■ CHALLENGE 1
In the passage on Exclusive Memory, what term does Sherman use for his conversational monologues?
■ CHALLENGE 2
Reproduce the passage on Exclusive Memory word for word, from "These conversational monologues" to "economy of images.".

■ EXCERPTED PASSAGE
>>

Speakers flank a suspended projection screen, allowing for the rich and textured audio of Sherman’s speaking voice to increase in volume as viewers approach the double-sided video image.
Exclusive Memory dramatizes a university professor working in the field of artificial intelligence and machine learning, who is conducting research. The video is static, showing the artist speaking through a corded telephone to a listener off-screen.
The work illustrates a fictional training session between the artist and an intelligent robot, who is able to see Sherman via the cameras, but is not able to process his movement. The robot can understand colloquial language but is not able to respond.
Sherman speaks on a variety of concepts. His monologue is a stream of consciousness, flowing between real and fabricated descriptions including: types of images, human perception, technological innovation, and predictive observations. Interwoven, are humorous tangents on past career ventures, and how video games keep children from killing insects.
These conversational monologues are referred to by Sherman as ‘experience transfers’, in which he relays information in a storytelling format. The excerpt, though broad, captures a central idea in Exclusive Memory’s overall investigation; an analysis of the economy of images.
There has been much theory and research pertaining to the concepts surrounding the economy of images as it relates to capitalist interests, or monetary value. However, in Exclusive Memory, Sherman creates his own definition.
He is interested in the currency images hold from an information standpoint, identifying that although still images do hold a great deal of informational value for the robot, it is what’s outside the frame, the spatial context, that extends and grounds the image’s meaning.
Sherman speaks:
The still image has a great deal of value… (Humans) have mobility perceptually in terms of time, and referencing the imagery in terms of our own history, or psycho-history. We have the capability of moving our own bodies around and look (at still images) from different perspectives, looking at it comprehensively from different positions.11
Not having to contend with the narrow frame of the camera, Sherman explains to the robot that humans are ‘in’ the image, and the image is the world.
Next, the artist speaks excitedly, sharing that at the core of technological innovation is the human desire to connect with machines:
Developments have occurred and we’re going to see a vast change in the whole concept of the economy of images…we’re going to see an interrelationship between the static and the moving which is going to be really incredible. Human awareness is going to be improved by modelling these perceptual techniques in machines.12
Next, pausing to think, Sherman changes his tone to speak directly to ‘us,’ the audience of his video. Revealing that he is ‘only pretending’ to train the robot, the performance is actually meant to model his ideal human-machine relationship.
By breaking the fourth wall and turning his attention away from the invisible robot towards us the unseen viewers, Sherman collapses the conceptual and spatial boundaries of the piece.
Exclusive Memory is a video from 1987, installed in the custom-built Unity environment in 2023. As Sherman reaches through the video’s frame, addressing the viewer, THE boundaries of artwork begin blur into the digital environment–bending the viewer’s ‘location’ in virtual space.

<<

■ DATA SEGMENT
>>

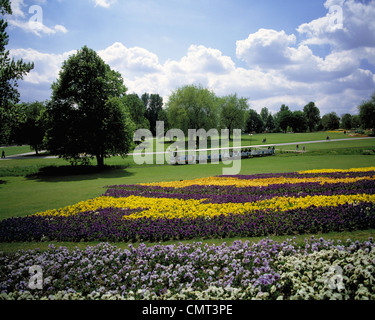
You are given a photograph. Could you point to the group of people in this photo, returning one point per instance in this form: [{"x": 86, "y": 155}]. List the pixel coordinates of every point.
[{"x": 303, "y": 148}]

<<

■ EXERCISE RESULT 1
He calls them "experience transfers."

■ EXERCISE RESULT 2
These conversational monologues are referred to by Sherman as ‘experience transfers’, in which he relays information in a storytelling format. The excerpt, though broad, captures a central idea in Exclusive Memory’s overall investigation; an analysis of the economy of images.